Repeat every one of the records below line for line, omitting the pictures.

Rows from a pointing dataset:
--- START ---
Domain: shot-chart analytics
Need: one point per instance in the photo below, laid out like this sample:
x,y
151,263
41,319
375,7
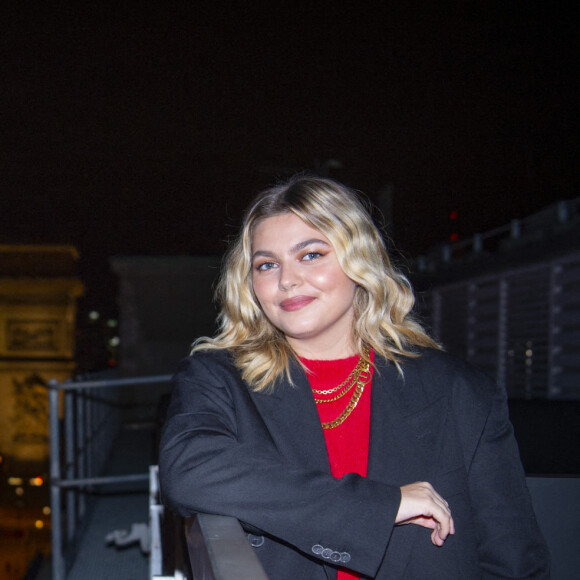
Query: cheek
x,y
260,289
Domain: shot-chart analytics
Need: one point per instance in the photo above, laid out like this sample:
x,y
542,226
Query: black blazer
x,y
262,458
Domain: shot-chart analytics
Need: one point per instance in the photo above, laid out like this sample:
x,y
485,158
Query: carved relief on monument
x,y
32,335
30,411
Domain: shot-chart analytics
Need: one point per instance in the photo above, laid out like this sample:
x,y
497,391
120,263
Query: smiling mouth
x,y
296,303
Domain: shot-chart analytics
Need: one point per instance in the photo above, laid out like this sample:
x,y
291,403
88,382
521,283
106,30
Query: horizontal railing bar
x,y
69,483
220,550
105,383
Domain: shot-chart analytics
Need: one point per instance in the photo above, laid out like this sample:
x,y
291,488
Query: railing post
x,y
55,499
81,454
69,441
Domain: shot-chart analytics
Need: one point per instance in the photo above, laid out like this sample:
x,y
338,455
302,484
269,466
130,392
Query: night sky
x,y
143,128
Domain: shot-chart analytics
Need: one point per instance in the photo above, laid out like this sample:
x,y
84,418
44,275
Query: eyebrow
x,y
293,250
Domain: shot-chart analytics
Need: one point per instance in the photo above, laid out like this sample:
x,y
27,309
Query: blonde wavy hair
x,y
383,297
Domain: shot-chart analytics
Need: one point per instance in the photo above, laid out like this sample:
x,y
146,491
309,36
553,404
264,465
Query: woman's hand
x,y
423,506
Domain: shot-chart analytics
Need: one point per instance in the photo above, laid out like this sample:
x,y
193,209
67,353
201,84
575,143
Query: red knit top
x,y
347,444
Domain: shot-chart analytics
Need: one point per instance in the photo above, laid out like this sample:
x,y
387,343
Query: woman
x,y
324,418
--- END ---
RESULT:
Domain: shot-chart analytics
Need: one point per instance in the photo below, laid out like this sample:
x,y
151,263
41,319
375,7
Query: cheek
x,y
260,289
Domain: shot-chart analytics
Need: one point per instance in the photo above, laid out like this sample:
x,y
542,226
Query: black blazer
x,y
262,458
Domain: shot-chart analytics
Need: one point per instance in the photo above, laid out like this sample:
x,y
485,158
Query: carved relief on monument
x,y
32,335
30,411
Domain: shot-chart analytics
Need: one point per instance in the photo above, laid out like this sample:
x,y
497,391
120,263
Query: smiling mouth
x,y
296,303
Domain: shot-chart analytics
Need: one point per instance in the photo above, laid out like this sample:
x,y
291,403
88,382
521,283
106,30
Query: horizontal railing bar
x,y
69,483
220,550
105,383
Domain: shot-chart analytics
Need: one point per instance in the photo above, laid out like this sample:
x,y
291,488
Query: railing post
x,y
55,499
81,454
69,441
Domain: shot-chart analytics
Need: one point per instance in the photo above, laid out like this sample:
x,y
338,455
302,484
269,466
130,392
Query: night sky
x,y
143,128
Domain: shot-chart analytics
Need: one point per instance in the photo above, laid out like this sample:
x,y
84,418
44,275
Query: eyebrow
x,y
293,250
Domain: shot-chart analytics
Need: one point per instance in the photo above, laid out like this sample:
x,y
27,309
Query: blonde wavy hair
x,y
383,297
Domain: shot-chart analytics
Need: one point per instance in the photo above, laid out like this sample:
x,y
146,491
309,36
553,404
264,465
Query: woman's hand
x,y
423,506
Domain: shot-chart analytics
Need: one point per instance in the photo above, laid out like this sample:
x,y
193,209
67,353
201,84
575,143
Query: red knit top
x,y
347,444
Domain: shot-chart analytics
Need: one point per instance in the photo above, laid out like this sample:
x,y
387,343
Query: woman
x,y
324,418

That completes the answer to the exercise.